===== Text extract =====

What Is Linear Regression?

Linear regression is used to discover the relationship between a set of predictor variables (or independent variables) and a response variable (or dependent variable). If there is only one predictor variable, then it is a simple linear regression. If there is more than one predictor variable, then it becomes a multiple linear regression.

In this case, we will do a simple linear regression where the predictor variable is human height in cm, and the response variable is human weight in kg. We will create the linear regression model and get the coefficients in the model to explain the relationship.

Then we will use the model to predict the weight of a person based on his or per height. We will explain the process and interpret the results along the way.

Create The Model

First create 2 vectors, one for the predictor variable, and another for the response variable.

===== Extracted entries =====

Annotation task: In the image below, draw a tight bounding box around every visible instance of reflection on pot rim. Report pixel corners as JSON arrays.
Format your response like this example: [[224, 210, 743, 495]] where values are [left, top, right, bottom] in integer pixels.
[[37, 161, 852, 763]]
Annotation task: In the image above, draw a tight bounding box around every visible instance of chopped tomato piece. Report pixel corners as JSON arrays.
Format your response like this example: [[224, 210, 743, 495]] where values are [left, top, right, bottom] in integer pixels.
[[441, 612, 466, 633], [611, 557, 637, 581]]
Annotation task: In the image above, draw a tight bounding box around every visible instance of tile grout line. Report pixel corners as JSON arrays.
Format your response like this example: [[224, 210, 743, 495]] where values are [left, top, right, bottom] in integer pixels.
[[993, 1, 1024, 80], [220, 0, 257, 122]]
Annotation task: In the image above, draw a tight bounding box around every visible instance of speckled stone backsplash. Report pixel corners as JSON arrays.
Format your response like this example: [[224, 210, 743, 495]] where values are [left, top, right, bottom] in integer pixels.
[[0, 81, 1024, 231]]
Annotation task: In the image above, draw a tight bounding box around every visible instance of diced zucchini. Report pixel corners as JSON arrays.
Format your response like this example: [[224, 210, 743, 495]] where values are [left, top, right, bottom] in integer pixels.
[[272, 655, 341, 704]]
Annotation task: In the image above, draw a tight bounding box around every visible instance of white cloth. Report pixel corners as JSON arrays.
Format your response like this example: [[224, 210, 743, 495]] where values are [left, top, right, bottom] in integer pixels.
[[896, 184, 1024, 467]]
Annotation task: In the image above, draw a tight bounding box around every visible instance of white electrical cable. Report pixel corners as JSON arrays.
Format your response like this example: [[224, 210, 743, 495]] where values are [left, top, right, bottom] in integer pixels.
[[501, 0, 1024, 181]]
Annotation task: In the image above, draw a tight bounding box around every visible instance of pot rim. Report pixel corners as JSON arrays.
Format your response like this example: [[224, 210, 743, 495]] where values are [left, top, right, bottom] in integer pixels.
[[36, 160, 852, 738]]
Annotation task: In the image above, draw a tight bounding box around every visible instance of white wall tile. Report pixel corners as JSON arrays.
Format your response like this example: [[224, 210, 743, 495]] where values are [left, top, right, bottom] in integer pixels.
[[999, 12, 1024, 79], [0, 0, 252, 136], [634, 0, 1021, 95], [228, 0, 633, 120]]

=====

▶ [Exercise set]
(A) Answer these questions from the text on linear regression:
(i) What is the regression called when there is more than one predictor variable?
(ii) In the example, what is the response variable?
(iii) What does the section "Create The Model" say to create first?
(B) Write out the passage of the text on linear regression, starting with "In this case, we" and going on through "the response variable.".

▶ [Outputs for the tasks]
(A)
(i) Multiple linear regression.
(ii) Human weight in kg.
(iii) Two vectors: one for the predictor variable and one for the response variable.

(B)
In this case, we will do a simple linear regression where the predictor variable is human height in cm, and the response variable is human weight in kg. We will create the linear regression model and get the coefficients in the model to explain the relationship.

Then we will use the model to predict the weight of a person based on his or per height. We will explain the process and interpret the results along the way.

Create The Model

First create 2 vectors, one for the predictor variable, and another for the response variable.